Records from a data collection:
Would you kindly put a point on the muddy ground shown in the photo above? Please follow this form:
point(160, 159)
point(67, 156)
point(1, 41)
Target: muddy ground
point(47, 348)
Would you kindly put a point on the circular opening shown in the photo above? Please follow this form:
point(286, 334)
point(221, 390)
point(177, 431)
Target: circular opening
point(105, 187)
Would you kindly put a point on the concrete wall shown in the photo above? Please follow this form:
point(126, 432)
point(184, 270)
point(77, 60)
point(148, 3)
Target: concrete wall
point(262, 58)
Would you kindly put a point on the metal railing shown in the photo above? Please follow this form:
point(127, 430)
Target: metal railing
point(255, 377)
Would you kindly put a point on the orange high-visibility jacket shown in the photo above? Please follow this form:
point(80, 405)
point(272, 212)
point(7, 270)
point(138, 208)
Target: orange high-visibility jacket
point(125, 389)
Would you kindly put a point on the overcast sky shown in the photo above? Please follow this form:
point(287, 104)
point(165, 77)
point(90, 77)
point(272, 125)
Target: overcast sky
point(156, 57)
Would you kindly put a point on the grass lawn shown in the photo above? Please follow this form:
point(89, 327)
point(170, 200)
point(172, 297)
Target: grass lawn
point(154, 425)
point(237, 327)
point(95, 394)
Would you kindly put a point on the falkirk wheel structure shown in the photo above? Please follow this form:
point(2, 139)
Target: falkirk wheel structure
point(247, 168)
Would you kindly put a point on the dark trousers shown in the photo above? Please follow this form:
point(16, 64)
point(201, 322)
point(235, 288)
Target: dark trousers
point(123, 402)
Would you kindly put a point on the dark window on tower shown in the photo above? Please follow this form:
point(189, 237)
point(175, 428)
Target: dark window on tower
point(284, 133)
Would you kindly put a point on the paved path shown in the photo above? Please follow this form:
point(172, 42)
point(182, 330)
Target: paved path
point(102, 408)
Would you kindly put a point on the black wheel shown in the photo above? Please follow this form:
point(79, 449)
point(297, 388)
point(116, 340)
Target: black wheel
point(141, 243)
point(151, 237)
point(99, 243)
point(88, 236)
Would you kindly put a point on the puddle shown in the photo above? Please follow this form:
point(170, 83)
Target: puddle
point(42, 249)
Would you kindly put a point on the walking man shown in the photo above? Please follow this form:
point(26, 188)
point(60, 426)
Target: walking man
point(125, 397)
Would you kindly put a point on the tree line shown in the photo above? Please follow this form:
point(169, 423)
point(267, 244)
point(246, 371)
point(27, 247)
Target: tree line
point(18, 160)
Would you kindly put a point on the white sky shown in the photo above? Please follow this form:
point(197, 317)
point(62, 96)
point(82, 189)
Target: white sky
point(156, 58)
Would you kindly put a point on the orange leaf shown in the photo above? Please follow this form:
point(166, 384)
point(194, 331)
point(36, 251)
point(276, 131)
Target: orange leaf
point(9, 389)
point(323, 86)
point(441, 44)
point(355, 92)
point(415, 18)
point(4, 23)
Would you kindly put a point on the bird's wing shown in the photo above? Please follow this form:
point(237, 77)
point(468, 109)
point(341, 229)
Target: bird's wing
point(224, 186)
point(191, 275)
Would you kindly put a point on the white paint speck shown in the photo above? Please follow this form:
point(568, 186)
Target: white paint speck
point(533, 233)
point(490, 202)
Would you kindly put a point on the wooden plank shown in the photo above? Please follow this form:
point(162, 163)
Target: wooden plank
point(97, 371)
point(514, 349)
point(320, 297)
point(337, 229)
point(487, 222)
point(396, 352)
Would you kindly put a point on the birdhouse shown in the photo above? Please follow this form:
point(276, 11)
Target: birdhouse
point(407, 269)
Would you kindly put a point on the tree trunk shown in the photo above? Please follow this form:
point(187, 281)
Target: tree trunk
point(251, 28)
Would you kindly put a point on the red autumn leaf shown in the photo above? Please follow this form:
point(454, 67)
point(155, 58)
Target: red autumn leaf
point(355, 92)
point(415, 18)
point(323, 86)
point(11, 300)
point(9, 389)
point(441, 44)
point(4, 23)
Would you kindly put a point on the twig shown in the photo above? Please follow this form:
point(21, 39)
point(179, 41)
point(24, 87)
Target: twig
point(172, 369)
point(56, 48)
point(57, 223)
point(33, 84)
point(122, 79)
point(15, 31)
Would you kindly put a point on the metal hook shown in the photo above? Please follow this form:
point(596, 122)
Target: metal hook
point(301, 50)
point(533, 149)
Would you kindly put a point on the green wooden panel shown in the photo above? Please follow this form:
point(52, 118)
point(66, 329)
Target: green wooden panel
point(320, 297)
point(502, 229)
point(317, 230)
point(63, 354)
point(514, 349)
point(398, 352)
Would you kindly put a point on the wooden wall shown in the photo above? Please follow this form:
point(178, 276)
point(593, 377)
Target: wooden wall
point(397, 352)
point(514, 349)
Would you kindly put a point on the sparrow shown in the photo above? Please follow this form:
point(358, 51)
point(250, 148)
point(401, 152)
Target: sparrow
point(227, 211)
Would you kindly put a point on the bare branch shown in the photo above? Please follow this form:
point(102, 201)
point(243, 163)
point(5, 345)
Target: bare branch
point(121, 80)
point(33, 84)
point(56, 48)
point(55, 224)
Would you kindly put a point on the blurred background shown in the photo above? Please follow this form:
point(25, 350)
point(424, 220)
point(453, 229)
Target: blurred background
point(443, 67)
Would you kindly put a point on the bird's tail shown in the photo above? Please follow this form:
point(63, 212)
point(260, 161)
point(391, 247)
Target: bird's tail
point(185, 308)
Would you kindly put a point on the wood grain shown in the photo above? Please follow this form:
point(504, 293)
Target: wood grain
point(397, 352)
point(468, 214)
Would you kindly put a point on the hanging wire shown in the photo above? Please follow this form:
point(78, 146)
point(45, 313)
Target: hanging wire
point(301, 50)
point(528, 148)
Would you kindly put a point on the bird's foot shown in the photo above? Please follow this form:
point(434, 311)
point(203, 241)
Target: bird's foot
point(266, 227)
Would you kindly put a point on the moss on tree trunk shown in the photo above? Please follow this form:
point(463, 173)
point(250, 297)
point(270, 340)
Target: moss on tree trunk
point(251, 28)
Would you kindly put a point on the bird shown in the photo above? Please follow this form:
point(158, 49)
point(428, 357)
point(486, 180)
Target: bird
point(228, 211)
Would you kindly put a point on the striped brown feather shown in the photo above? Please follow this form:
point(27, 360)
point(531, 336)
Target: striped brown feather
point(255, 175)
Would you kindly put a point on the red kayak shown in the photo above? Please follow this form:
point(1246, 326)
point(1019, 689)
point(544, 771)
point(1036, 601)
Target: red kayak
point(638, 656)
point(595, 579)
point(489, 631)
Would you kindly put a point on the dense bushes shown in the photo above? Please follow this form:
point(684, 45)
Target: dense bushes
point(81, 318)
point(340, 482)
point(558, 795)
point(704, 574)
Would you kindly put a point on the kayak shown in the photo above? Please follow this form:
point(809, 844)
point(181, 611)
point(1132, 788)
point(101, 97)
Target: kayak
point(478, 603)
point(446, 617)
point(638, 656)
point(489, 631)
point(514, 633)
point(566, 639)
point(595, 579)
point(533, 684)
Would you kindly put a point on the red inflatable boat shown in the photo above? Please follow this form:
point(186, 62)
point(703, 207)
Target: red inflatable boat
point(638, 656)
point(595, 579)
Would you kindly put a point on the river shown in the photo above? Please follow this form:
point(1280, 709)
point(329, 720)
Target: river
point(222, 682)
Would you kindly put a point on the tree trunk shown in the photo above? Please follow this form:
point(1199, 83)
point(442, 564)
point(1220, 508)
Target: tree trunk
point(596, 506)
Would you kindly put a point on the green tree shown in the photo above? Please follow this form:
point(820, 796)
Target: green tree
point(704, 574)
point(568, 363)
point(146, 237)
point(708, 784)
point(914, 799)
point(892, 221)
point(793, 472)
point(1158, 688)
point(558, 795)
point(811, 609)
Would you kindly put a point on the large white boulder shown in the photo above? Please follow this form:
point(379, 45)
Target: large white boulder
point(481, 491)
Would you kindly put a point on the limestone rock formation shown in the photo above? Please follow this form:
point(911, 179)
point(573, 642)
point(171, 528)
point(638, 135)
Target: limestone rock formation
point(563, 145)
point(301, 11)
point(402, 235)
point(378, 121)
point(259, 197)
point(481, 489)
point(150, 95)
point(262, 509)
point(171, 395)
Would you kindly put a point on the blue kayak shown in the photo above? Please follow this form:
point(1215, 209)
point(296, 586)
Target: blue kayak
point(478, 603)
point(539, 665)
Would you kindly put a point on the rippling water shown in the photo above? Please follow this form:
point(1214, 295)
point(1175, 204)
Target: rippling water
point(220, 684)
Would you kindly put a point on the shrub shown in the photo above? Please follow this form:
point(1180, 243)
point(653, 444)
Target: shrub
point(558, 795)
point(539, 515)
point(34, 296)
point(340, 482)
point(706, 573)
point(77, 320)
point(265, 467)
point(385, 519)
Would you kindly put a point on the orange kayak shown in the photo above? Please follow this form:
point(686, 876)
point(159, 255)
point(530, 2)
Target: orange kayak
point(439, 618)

→ **What is asked**: Render the lines of the entries between the line containing "Would you kindly put a point on the bird's wing" and the line containing "point(490, 202)", inclusive, as a Markdown table with the columns Row and Line, leaving out any blank lines.

→ **The reply**:
| Row | Line |
|---|---|
| 1 | Would you kindly put a point on the bird's wing shown in the photo above? Please follow this form: |
| 2 | point(237, 77) |
| 3 | point(468, 109) |
| 4 | point(341, 229) |
| 5 | Target: bird's wing |
| 6 | point(224, 186) |
| 7 | point(191, 275) |
| 8 | Would you kindly put a point on the white paint speck shown in the photo above? Please follow this form: |
| 9 | point(568, 186) |
| 10 | Target: white paint speck |
| 11 | point(533, 233) |
| 12 | point(490, 202) |